## Exercise instructions
Output every line exactly as written. Leave out pictures.

## Stored records
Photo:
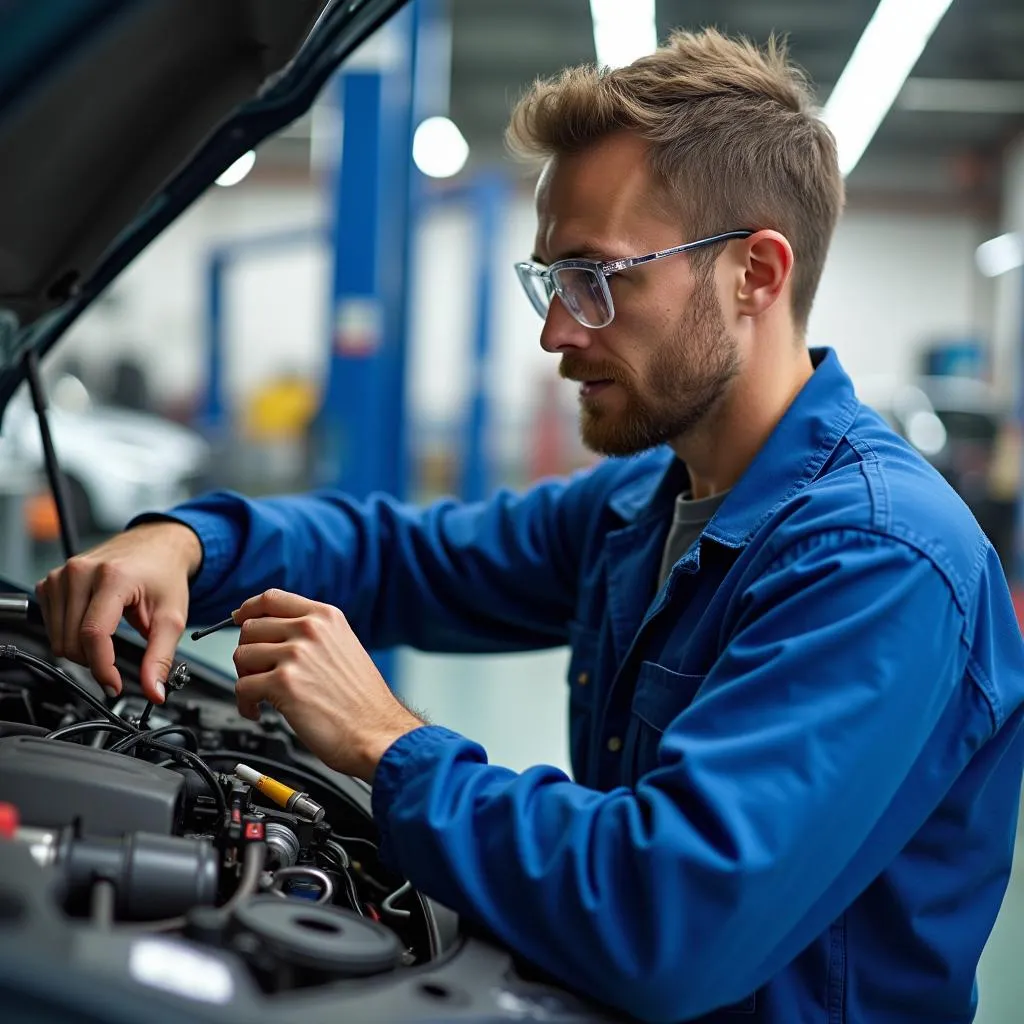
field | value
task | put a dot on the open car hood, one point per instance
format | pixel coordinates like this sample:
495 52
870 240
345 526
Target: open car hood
116 115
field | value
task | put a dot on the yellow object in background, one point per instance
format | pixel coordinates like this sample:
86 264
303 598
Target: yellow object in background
281 410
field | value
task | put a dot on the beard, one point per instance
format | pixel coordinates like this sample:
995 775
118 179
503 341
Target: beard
685 380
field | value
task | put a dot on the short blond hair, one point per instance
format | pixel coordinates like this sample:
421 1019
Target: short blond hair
735 140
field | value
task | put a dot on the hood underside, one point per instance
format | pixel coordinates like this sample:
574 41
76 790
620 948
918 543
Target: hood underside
116 115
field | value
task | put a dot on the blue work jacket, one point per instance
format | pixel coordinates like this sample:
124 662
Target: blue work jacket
797 764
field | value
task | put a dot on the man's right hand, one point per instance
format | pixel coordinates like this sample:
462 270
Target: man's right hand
142 574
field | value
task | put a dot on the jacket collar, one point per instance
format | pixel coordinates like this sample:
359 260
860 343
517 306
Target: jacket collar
795 453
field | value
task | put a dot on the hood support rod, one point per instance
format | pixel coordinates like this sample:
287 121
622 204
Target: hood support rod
58 484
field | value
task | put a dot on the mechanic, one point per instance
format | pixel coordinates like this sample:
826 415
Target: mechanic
796 677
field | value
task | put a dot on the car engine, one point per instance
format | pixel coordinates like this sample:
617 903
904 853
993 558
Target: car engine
184 851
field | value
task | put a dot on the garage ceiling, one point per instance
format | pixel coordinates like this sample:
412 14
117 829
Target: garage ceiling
939 147
940 143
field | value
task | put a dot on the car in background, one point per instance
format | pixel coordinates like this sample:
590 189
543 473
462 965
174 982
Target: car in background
117 462
964 428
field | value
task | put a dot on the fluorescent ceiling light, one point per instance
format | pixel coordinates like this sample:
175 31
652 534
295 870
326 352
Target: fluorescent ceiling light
624 30
998 256
238 170
884 57
439 150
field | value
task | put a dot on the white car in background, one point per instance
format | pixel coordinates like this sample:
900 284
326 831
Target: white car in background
117 462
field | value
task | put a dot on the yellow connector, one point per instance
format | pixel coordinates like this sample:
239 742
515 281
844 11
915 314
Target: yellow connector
283 796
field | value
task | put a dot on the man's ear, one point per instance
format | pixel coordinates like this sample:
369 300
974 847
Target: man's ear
766 270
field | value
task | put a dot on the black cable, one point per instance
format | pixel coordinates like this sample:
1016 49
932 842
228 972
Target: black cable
200 765
58 483
81 728
252 867
124 745
51 672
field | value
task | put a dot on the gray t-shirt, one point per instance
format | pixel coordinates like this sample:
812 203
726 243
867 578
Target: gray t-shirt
689 519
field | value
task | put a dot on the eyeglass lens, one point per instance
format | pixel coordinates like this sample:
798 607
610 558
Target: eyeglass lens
585 296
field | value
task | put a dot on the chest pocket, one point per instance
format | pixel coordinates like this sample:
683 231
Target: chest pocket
659 696
583 684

## Right answer
Photo:
field | value
task | put a dot on the open car hood, one point per instance
format | pixel coordinates like this sample:
495 52
870 240
345 526
Target: open car hood
116 115
field | value
task | put a dot on the yellow object in background, one point per instance
format | pixel coordinates like this sample:
86 264
303 598
Target: yellow object in background
281 410
field | value
task | put a dot on the beard, one point per instance
format | pixel coordinates like this sample:
995 775
118 179
503 341
Target: beard
685 380
field | value
task | put a dot on the short blond hair, one point per instance
format | pixel coordinates like this sample:
421 1019
Target: short blond hair
735 140
field | value
task | put a dot on the hood underside, one point per instance
format | pixel coordinates like this sample:
574 41
76 790
620 948
918 543
Target: hood underside
116 115
field | value
task | put a dot on the blue work jacket, one point per instance
format | pixel coordinates like this sample:
124 662
Target: blue work jacket
797 764
field | value
task | put a dot on the man's right hand, one point per instance
format | pixel coordinates like this sample:
462 270
Target: man's right hand
142 574
field | value
task | put a dot on the jacket collar, one point per instance
format | pixel coordinates like this sample:
359 260
860 343
517 306
Target: jacket collar
795 453
field | value
task | put a dot on the hood support rod, one point per instance
format | pixel coordinates like this sample:
287 121
622 204
Target: hood support rod
58 484
field | value
task | put a dot on the mechanic, one point per instance
format | pixel coordinates like this sample:
826 415
Target: mechanic
796 677
field | value
task | put a dot on the car engine, one point per instance
format | pixel coordinates like this sample:
617 903
904 853
993 558
Target: car engine
184 851
field | value
task | put a dot on the garage ceiling, one point per instance
format | pixel coordinates like this sample:
412 14
117 829
Target: garage ceiling
939 147
940 143
field | value
task | put a dot on the car in background, one point per instance
format | pixel coordinates like this sample:
590 189
543 473
462 965
174 982
Target: car in background
117 462
964 428
field | value
task | put a dot on the fluorescent ceiling light, one point per instance
format | pixel coordinates like this sample:
175 31
652 534
295 870
326 352
Target: fluorescent ceiling light
624 30
998 256
238 170
884 57
439 150
field | value
task | put a dot on the white car in background, one point per instance
format | pixel coordinates like this sample:
900 284
326 831
Target: white car in background
117 462
field | value
task | put a dot on the yellow connector, one point per instance
format | pixel coordinates like this sample:
239 742
515 281
844 11
915 314
Target: yellow connector
283 796
field | value
task | put a dot on the man's ear, one point per instance
format | pixel coordinates like this sample:
369 300
974 847
Target: man's ear
766 270
field | value
task | put a dot on the black cable, one point per instance
format | pixel coordinates like this sample:
1016 49
932 842
228 972
Target: black cable
200 765
58 483
81 728
252 867
124 745
51 672
field | value
task | put a dot on the gray t-shirt, one point per instance
format | pixel coordinates like this sample:
812 203
726 243
867 578
Target: gray t-shirt
689 519
field | value
task | put a dot on the eyeglass lens, one point per instance
format | pixel coordinates like this sample:
798 607
610 558
Target: eyeglass lens
585 296
field | value
task | put a dot on the chest pocket, one point per instance
format | pixel coordinates like this sample:
683 231
Target: chest pocket
659 696
583 684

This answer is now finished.